## Directives
A) Duplicate the part of the book review from "I can’t tell" to "and War Readalong.".
B) Using the book review, say whether each statement agrees with it: (i) Hill spent a year reading her own books instead of buying new ones; (ii) the reviewer needed more than a week to finish the book; (iii) Hill chose a personal canon of 50 books.

-- BEGIN Page text --

Early one autumn afternoon in pursuit of an elusive book on her shelves, Susan Hill encountered dozens of others that she had never read, or forgotten she owned, or wanted to read for a second time. The discovery inspired her to embark on a year-long voyage through her books, forsaking new purchases in order to get to know her own collection again. A book which is left on a shelf for a decade is a dead thing, but it is also a chrysalis, packed with the potential to burst into new life. Wandering through her house that day, Hill’s eyes were opened to how much of that life was stored in her home, neglected for years. Howard’s End is on the Landing charts the journey of one of the nation’s most accomplished authors as she revisits the conversations, libraries and bookshelves of the past that have informed a lifetime of reading and writing.
I can’t tell you exactly how long it took to read this book. An evening? Two? Certainly not longer. I devoured it. What is more fascinating to read than a bookish memoir? And written by a writer. On top of that Howards End is on the Landing also contains some information on Strange Meeting, the first book I chose for my Literature and War Readalong.
Shouldn’t we all stop buying books from time to time and first read what is at hand, on our own shelves? This is exactly what Susan Hill did for a whole year. During this year she discovered and rediscovered a lot of books and writers, was reminded of many memories that are linked to books and writing and chose her own personal canon of 40 books.
It is an extremely interesting and entertaining and at times frankly puzzling book. Susan Hill doesn’t read Canadian or Australian literature. Why not? Too foreign. She thinks Joyce, Proust and a few others are unreadable. Are they? There were bits and pieces of information like this that did surprise me. But she is honest. She isn’t pretending for one second. It is obvious that this is the book of a reader, it is nothing like Francine Prose’s outstanding Reading Like a Writer, it is only about personal choices and tastes. There are whole chapters dedicated to her favourite female writers: Barbara Pym, Anita Brookner, Virginia Woolf, Penelope Fitzgerald and Iris Murdoch. She has met quite many of the writers she mentions and tells anecdotes that are interesting too.
One whole chapter is dedicated to diaries, another one to picture books, one to things that fall out of books, another one is dedicated to annotations in books and she muses over short stories (not her favourite form).
Sebald gets a whole chapter which surprised me after what she said about Proust and Joyce and others. I’m glad I am already reading his Austerlitz or I would have to rush and get one of his books. She really makes him sound appealing. I agree with her, there is no writer like Sebald.
His subject matter is extraordinary, unpredictable and odd – he seems to collect the unusual and be interested in the outlandish, but, through his eyes, even the ordinary and prosaic becomes somehow strange. Everything he sees, everywhere he goes, every person he meets, all are filtered through some curious lens of his own devising.
Something that I liked is her evaluating some of the classics and giving advice with which one of their novels one should start. One should read Hardy’s The Mayor of Casterbridge and not start with Tess of the d’Urbervilles or Jude the Obscure. Sounds sensible.

-- END Page text --
-- BEGIN Stored records --

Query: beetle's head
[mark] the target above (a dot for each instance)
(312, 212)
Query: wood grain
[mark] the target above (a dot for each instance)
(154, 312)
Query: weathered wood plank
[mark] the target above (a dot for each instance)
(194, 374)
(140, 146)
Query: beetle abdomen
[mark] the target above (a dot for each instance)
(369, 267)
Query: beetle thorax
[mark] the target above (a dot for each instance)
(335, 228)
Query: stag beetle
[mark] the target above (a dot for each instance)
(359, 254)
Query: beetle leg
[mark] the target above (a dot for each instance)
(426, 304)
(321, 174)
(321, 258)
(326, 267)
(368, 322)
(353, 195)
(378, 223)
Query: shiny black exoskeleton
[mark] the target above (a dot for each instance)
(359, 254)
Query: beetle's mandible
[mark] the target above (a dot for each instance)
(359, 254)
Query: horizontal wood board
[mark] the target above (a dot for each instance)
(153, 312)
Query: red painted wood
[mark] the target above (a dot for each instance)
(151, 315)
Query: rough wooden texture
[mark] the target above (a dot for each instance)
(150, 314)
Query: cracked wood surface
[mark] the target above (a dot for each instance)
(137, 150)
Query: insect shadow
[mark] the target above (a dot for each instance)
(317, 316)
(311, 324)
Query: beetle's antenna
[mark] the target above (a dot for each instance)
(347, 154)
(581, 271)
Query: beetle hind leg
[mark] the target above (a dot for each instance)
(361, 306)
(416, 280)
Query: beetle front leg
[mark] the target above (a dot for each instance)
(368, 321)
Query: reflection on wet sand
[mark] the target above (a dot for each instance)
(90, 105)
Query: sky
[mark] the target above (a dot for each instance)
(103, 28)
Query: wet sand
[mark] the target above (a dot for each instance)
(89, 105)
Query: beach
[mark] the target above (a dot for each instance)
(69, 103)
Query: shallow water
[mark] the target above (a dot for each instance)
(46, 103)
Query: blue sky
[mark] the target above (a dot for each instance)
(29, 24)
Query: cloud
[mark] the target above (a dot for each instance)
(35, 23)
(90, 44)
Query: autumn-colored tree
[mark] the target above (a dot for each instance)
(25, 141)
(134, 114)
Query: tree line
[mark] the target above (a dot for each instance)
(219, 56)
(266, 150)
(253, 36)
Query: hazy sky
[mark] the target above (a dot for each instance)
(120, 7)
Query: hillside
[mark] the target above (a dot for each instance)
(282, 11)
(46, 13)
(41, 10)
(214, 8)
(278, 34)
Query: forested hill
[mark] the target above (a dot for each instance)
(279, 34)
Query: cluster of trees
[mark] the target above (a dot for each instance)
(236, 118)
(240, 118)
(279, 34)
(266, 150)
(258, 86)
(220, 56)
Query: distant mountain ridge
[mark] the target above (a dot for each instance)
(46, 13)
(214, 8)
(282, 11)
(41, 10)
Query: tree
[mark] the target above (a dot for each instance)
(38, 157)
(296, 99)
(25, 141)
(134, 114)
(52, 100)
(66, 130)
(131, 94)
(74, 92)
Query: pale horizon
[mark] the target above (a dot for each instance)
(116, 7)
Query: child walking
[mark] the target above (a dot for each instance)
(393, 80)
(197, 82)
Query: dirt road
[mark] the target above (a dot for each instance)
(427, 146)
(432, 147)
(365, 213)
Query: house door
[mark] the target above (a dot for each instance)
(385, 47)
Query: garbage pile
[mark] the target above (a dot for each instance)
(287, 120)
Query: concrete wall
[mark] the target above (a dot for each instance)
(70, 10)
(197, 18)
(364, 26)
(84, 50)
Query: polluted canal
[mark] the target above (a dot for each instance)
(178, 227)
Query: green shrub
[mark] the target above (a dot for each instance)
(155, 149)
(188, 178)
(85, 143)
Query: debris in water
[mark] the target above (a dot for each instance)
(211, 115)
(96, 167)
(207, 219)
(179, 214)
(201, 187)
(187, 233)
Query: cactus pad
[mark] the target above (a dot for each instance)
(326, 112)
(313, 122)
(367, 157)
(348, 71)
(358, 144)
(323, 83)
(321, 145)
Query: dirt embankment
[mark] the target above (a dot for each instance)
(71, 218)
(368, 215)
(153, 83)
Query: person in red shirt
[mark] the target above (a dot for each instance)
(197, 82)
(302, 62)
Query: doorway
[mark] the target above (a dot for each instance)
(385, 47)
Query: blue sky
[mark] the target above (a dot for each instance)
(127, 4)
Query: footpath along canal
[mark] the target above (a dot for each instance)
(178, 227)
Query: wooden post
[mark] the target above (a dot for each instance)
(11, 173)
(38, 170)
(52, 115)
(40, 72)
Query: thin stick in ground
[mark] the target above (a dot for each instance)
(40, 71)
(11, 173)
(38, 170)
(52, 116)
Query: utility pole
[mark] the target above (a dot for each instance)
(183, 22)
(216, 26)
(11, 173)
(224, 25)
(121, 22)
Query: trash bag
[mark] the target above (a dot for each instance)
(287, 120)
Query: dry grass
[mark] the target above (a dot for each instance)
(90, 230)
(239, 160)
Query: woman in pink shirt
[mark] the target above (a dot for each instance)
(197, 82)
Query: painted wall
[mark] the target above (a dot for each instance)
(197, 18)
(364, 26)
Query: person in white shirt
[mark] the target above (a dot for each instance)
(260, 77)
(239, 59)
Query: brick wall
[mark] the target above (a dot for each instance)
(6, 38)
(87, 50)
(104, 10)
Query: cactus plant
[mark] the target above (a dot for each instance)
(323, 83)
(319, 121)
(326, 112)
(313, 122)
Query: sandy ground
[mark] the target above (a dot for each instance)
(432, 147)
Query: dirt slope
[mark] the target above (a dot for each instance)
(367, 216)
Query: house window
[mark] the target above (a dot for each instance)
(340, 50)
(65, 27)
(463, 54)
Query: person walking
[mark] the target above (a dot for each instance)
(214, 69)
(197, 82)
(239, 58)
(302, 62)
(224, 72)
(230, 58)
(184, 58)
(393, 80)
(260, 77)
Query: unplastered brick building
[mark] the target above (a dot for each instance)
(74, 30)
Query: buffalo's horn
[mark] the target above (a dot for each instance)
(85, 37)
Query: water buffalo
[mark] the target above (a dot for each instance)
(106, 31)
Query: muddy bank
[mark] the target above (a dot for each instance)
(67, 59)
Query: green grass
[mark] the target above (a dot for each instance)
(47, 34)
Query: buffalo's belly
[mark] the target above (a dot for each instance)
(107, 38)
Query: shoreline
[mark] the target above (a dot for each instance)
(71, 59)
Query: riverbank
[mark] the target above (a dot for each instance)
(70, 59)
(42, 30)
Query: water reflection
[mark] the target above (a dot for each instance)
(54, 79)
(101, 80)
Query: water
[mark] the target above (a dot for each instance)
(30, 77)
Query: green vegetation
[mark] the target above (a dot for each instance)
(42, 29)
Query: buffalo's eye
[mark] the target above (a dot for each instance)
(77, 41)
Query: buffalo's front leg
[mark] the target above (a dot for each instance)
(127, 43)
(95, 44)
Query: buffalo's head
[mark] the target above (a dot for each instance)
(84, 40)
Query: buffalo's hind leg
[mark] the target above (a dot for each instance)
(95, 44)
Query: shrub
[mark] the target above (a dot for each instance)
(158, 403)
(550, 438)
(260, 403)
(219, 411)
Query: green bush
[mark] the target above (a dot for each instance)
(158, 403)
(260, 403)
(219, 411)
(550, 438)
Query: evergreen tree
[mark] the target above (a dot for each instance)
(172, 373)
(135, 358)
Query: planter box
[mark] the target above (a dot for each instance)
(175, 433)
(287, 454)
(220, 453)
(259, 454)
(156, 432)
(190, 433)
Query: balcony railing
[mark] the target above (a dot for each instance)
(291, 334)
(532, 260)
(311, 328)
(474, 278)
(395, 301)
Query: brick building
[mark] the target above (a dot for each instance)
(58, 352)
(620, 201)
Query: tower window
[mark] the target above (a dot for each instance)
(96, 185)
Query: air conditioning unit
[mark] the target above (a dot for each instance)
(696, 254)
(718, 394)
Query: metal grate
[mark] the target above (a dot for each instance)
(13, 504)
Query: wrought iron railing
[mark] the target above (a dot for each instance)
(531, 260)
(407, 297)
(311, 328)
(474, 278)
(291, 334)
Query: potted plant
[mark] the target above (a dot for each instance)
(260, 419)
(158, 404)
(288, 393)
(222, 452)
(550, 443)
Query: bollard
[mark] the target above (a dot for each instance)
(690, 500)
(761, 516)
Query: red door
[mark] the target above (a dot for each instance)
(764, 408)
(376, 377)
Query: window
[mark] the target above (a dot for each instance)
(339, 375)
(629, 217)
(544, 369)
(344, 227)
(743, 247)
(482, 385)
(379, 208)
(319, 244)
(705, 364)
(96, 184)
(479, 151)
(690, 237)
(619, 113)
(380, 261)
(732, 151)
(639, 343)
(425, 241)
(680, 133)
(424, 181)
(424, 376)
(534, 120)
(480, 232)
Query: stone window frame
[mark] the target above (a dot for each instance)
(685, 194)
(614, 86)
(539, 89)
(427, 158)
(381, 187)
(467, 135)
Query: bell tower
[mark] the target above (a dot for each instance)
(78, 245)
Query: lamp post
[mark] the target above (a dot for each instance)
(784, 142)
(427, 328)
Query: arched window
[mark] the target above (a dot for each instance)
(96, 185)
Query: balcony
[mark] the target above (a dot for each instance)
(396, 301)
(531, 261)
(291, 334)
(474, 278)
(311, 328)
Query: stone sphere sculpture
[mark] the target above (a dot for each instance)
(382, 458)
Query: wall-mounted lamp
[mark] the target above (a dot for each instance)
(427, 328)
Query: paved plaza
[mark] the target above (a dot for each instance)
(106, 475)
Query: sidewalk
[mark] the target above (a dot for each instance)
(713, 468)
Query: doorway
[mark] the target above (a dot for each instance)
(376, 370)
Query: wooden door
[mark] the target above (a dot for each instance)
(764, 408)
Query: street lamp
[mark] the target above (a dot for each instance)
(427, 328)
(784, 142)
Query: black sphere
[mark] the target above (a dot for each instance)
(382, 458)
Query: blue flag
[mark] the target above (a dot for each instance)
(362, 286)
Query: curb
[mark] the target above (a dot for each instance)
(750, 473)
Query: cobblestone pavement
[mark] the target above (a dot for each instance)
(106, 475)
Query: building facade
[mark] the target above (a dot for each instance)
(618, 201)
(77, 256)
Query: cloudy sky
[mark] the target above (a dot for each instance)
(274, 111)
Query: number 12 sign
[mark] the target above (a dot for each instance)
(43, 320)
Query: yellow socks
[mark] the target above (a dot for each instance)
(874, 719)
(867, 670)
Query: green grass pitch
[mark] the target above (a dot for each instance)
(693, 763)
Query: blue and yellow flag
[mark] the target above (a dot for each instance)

-- END Stored records --

## Responses in order
A)
I can’t tell you exactly how long it took to read this book. An evening? Two? Certainly not longer. I devoured it. What is more fascinating to read than a bookish memoir? And written by a writer. On top of that Howards End is on the Landing also contains some information on Strange Meeting, the first book I chose for my Literature and War Readalong.

B)
(i) Yes: "The discovery inspired her to embark on a year-long voyage through her books, forsaking new purchases in order to get to know her own collection again."
(ii) No: "An evening? Two? Certainly not longer."
(iii) No: "chose her own personal canon of 40 books."